Copy out all of the records below, replacing each "Logged" with "Recorded" and leaving everything else unchanged.
*-*-*
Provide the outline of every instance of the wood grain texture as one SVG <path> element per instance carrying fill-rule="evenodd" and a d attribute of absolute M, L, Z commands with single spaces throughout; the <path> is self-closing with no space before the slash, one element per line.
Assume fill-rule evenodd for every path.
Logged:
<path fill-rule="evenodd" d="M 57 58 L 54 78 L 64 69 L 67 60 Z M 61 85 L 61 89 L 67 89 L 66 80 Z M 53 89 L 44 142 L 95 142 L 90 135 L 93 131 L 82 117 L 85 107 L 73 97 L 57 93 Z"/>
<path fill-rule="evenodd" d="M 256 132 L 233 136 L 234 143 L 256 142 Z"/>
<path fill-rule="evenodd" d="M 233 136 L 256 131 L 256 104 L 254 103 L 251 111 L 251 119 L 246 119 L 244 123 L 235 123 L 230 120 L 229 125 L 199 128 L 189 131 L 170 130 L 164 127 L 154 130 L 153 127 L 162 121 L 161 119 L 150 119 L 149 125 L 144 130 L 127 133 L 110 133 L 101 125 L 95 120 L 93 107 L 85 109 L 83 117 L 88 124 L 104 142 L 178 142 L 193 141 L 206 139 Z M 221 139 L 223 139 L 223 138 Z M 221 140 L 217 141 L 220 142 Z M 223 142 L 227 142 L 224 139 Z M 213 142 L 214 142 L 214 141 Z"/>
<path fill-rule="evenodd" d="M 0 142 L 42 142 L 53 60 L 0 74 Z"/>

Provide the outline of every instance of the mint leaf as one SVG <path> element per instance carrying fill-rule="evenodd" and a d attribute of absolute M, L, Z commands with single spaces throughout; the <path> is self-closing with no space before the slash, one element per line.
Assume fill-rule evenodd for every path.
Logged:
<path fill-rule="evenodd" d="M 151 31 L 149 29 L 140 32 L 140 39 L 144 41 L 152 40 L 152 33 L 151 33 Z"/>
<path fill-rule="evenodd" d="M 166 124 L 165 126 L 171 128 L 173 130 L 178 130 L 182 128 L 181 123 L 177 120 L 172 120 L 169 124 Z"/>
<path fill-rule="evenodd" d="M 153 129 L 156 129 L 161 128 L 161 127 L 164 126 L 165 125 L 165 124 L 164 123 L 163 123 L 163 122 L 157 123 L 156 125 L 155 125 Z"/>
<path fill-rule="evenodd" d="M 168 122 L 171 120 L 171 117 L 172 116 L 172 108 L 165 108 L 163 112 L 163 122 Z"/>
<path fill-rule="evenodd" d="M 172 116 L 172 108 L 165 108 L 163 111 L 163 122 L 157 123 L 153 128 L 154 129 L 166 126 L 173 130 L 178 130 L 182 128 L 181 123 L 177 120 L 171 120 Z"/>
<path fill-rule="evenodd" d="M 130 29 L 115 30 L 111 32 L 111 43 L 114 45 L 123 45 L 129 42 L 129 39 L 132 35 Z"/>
*-*-*
◆ Final result:
Provide the outline of every instance of the wood grain texture as one SVG <path> element per instance carrying fill-rule="evenodd" and a d attribute of absolute M, L, Z commands with single spaces throughout; the <path> is self-closing with no space before the slash, one element per line.
Assume fill-rule evenodd for every path.
Recorded:
<path fill-rule="evenodd" d="M 57 58 L 54 78 L 64 69 L 67 60 Z M 61 85 L 61 89 L 67 89 L 66 80 Z M 53 89 L 44 142 L 95 142 L 90 135 L 93 131 L 82 117 L 85 107 L 73 97 L 57 93 Z"/>
<path fill-rule="evenodd" d="M 256 132 L 233 136 L 234 143 L 256 142 Z"/>
<path fill-rule="evenodd" d="M 233 136 L 256 131 L 256 104 L 254 103 L 251 111 L 251 119 L 246 119 L 244 123 L 235 123 L 230 120 L 229 125 L 199 128 L 189 131 L 170 130 L 164 127 L 154 130 L 153 127 L 162 121 L 161 119 L 150 119 L 149 125 L 144 130 L 127 133 L 110 133 L 101 125 L 95 120 L 93 107 L 85 109 L 83 117 L 88 124 L 104 142 L 178 142 L 193 141 L 206 139 Z M 221 139 L 223 139 L 223 138 Z M 221 140 L 217 141 L 220 142 Z M 223 142 L 227 142 L 224 139 Z M 213 142 L 214 142 L 214 141 Z"/>
<path fill-rule="evenodd" d="M 0 142 L 42 142 L 53 60 L 0 74 Z"/>

Provide the outline of every instance of the mint leaf as one SVG <path> element per instance carrying fill-rule="evenodd" and a d attribute of absolute M, L, Z commands with single spaces throughout; the <path> is self-closing with no space before the slash, one element per line.
Assume fill-rule evenodd for every path.
Recorded:
<path fill-rule="evenodd" d="M 151 31 L 149 29 L 140 32 L 140 39 L 144 41 L 152 40 L 152 33 L 151 33 Z"/>
<path fill-rule="evenodd" d="M 166 124 L 165 126 L 171 128 L 173 130 L 178 130 L 182 128 L 181 123 L 177 120 L 172 120 L 169 124 Z"/>
<path fill-rule="evenodd" d="M 153 129 L 156 129 L 161 128 L 161 127 L 164 126 L 165 125 L 165 124 L 164 123 L 163 123 L 163 122 L 157 123 L 156 125 L 155 125 Z"/>
<path fill-rule="evenodd" d="M 168 122 L 171 120 L 171 117 L 172 116 L 172 108 L 165 108 L 163 112 L 163 122 Z"/>
<path fill-rule="evenodd" d="M 172 116 L 172 108 L 165 108 L 163 111 L 163 122 L 157 123 L 153 128 L 154 129 L 166 126 L 173 130 L 178 130 L 182 128 L 181 123 L 177 120 L 171 120 Z"/>
<path fill-rule="evenodd" d="M 130 29 L 115 30 L 111 32 L 111 43 L 114 45 L 123 45 L 129 42 L 129 39 L 132 35 Z"/>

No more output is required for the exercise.